Curated by Renee Moorefield, CEO of Wisdom Works Group
and member of the Advisory Board for the Global Wellness Institute

I honor health as the first Muse. 
Ralph Waldo Emerson

The Wellness MoonshotTM: A World Free of Preventable Disease has experienced amazing growth!  What began in our imaginations only a few years ago now touches the lives of over 154 million and 4,400 organizations worldwide. According to the Centers for Disease Control, 69% of all deaths globally are due to largely preventable diseases, such as some cancers, cardiovascular and chronic respiratory diseases, diabetes, and mental health disorders. As we reflect on the mission of The Wellness Moonshot to encourage wellness lifestyles and the immense potential of this initiative to effect global health and prevention, we honor each of you, the vast network of wellness leaders who are stewarding wellness every day, in every corner of the world.

> **EXTRACTED MATERIAL**:

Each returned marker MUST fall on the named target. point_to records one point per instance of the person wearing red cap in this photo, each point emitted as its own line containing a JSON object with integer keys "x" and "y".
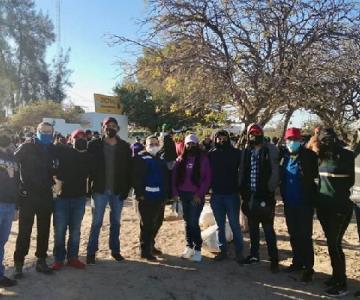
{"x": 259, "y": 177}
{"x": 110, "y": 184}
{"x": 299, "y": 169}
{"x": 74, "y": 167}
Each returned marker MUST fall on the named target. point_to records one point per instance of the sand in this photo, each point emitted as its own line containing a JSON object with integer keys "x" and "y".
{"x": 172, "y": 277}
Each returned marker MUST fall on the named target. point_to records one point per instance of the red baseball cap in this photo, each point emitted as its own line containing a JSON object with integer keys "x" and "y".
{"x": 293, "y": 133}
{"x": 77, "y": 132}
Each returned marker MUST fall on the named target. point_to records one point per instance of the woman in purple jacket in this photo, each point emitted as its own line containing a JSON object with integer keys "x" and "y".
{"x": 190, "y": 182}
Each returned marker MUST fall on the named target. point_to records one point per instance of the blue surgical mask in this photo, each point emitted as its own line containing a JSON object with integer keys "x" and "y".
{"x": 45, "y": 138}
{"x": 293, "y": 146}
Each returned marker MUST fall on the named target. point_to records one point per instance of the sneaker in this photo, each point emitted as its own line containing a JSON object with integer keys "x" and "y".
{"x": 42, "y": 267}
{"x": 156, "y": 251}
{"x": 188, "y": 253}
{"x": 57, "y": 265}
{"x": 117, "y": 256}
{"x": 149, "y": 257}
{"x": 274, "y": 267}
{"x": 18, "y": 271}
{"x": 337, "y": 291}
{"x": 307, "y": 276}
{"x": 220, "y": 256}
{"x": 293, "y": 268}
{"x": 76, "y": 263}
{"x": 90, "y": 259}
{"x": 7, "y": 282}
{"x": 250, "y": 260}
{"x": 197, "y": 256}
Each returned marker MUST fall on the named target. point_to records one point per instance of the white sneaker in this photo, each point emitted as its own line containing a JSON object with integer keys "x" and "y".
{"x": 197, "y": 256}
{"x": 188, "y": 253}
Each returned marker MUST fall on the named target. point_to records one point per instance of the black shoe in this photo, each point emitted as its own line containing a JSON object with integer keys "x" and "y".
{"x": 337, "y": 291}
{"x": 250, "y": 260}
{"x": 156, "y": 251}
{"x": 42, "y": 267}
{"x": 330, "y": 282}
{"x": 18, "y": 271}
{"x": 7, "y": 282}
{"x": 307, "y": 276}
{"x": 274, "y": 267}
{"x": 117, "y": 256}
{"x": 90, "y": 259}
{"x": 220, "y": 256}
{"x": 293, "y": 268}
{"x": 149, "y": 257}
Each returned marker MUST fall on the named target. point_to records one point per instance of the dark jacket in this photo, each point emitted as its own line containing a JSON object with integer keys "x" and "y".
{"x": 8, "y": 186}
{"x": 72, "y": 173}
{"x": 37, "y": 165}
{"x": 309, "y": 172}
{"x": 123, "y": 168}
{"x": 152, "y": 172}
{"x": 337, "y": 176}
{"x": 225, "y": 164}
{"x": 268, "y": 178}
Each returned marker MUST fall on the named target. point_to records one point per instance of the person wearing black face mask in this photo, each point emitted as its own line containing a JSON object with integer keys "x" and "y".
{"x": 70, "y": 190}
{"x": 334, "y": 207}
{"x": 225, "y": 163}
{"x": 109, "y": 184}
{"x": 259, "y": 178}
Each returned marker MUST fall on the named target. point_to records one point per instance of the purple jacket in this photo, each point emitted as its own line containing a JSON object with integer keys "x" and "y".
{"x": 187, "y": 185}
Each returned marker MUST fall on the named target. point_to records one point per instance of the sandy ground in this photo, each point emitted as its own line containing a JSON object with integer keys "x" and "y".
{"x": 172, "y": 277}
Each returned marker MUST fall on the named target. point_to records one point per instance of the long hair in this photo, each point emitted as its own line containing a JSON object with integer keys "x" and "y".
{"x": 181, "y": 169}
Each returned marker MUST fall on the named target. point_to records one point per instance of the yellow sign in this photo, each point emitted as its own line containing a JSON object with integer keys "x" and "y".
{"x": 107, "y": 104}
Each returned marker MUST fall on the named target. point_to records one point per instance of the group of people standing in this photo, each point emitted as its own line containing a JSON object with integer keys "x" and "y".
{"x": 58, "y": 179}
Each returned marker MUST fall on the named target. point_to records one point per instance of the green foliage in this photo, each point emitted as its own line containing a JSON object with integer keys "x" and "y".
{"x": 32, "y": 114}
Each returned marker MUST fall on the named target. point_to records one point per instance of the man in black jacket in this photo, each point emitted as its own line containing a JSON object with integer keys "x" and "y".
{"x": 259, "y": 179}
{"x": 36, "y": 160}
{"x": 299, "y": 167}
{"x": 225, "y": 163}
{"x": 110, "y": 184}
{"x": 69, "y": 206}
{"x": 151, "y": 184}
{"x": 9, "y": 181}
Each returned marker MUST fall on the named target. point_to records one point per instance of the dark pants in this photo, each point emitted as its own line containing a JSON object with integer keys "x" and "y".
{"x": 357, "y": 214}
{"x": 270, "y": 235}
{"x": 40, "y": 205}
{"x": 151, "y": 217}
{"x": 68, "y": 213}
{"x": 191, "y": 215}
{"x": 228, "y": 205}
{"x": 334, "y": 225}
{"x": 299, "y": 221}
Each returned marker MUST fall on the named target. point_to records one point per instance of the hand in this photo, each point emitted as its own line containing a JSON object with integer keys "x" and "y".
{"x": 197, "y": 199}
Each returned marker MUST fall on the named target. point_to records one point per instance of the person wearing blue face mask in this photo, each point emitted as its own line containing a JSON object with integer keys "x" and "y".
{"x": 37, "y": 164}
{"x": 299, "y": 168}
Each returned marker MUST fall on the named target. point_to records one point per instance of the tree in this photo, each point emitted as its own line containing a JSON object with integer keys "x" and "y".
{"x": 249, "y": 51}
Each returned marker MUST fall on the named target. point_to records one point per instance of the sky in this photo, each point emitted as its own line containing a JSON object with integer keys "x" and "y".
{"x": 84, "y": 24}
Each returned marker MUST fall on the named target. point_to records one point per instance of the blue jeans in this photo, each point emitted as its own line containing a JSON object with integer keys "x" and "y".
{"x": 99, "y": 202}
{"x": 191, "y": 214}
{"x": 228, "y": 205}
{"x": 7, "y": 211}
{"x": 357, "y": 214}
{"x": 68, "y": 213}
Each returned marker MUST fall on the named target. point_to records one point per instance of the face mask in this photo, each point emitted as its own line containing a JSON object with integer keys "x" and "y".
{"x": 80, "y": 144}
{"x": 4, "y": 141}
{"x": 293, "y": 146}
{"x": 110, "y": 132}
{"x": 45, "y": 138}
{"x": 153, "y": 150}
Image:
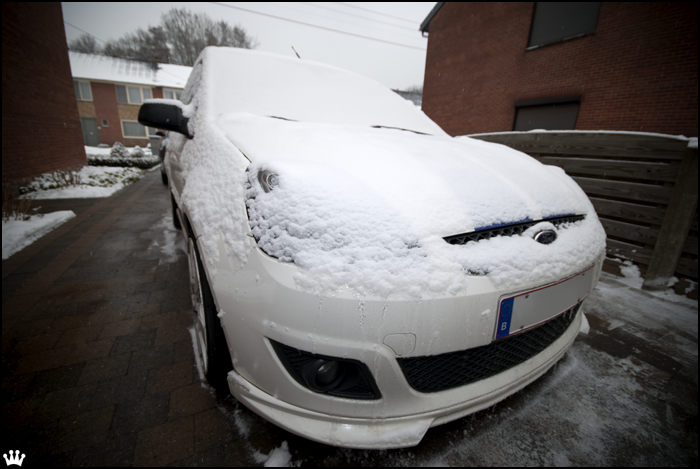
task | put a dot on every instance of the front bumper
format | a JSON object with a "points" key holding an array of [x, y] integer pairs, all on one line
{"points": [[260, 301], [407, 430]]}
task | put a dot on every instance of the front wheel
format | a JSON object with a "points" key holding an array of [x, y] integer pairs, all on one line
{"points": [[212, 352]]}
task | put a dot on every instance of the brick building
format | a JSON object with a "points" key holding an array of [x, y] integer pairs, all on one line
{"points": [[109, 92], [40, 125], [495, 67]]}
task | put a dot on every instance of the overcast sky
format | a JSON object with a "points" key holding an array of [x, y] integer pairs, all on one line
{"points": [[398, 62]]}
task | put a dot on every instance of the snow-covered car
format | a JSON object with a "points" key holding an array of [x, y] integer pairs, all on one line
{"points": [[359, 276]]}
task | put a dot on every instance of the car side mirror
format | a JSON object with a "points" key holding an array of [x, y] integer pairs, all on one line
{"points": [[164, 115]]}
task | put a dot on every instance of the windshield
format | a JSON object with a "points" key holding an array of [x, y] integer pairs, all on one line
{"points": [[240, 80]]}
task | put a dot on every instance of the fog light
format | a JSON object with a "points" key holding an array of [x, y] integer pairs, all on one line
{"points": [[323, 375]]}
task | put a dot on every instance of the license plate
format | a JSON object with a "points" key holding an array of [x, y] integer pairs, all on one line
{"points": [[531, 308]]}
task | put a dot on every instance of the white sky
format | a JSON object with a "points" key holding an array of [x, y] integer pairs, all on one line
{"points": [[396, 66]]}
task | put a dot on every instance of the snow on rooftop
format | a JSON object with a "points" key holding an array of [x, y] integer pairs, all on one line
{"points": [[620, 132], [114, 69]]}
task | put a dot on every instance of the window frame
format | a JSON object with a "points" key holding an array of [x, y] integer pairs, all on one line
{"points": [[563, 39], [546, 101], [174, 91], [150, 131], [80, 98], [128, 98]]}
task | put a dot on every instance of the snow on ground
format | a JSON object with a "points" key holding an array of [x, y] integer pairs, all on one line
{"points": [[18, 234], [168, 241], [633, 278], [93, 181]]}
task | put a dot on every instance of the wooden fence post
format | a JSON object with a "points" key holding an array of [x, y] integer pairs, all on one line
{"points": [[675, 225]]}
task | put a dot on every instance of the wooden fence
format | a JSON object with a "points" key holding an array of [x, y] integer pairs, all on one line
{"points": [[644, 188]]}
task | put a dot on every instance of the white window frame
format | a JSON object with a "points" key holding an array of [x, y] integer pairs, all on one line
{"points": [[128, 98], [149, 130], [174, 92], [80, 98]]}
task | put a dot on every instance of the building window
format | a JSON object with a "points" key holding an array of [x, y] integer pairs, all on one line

> **WORK INSTRUCTION 1**:
Could you copy the Wellness Moonshot text above between "Curated by Renee" and "the first Muse.", inclusive?
> **WORK INSTRUCTION 2**:
Can you resume the Wellness Moonshot text above from its last sentence and carry it forward?

> **ANSWER 1**:
Curated by Renee Moorefield, CEO of Wisdom Works Group
and member of the Advisory Board for the Global Wellness Institute

I honor health as the first Muse.

> **ANSWER 2**:
Honor may seem like an old-fashioned word. But it’s the only one that captures the profound respect we hold for leaders, like you, who have dedicated their lives and work to advancing wellness. Just as the bow of a ship breaks through ocean waves, you stand courageously in the face of organizations and societies which are often designed to pursue economic gain at the expense of human health and wellbeing. We know that the path of wellness leadership can feel disheartening and rudderless at times. Yet, you remain steadfast in your deep conviction that wellness and wealth can be partners rather than adversaries—and no amount of preventable illness and disease is acceptable in today’s world. You model the quality that Nelson Mandela once spoke, “Honor belongs to those who never forsake the truth even when things seem dark and grim, who try over and over again, who are never discouraged by insults, humiliation, and even defeat.” Your wellness leadership offers the world hope.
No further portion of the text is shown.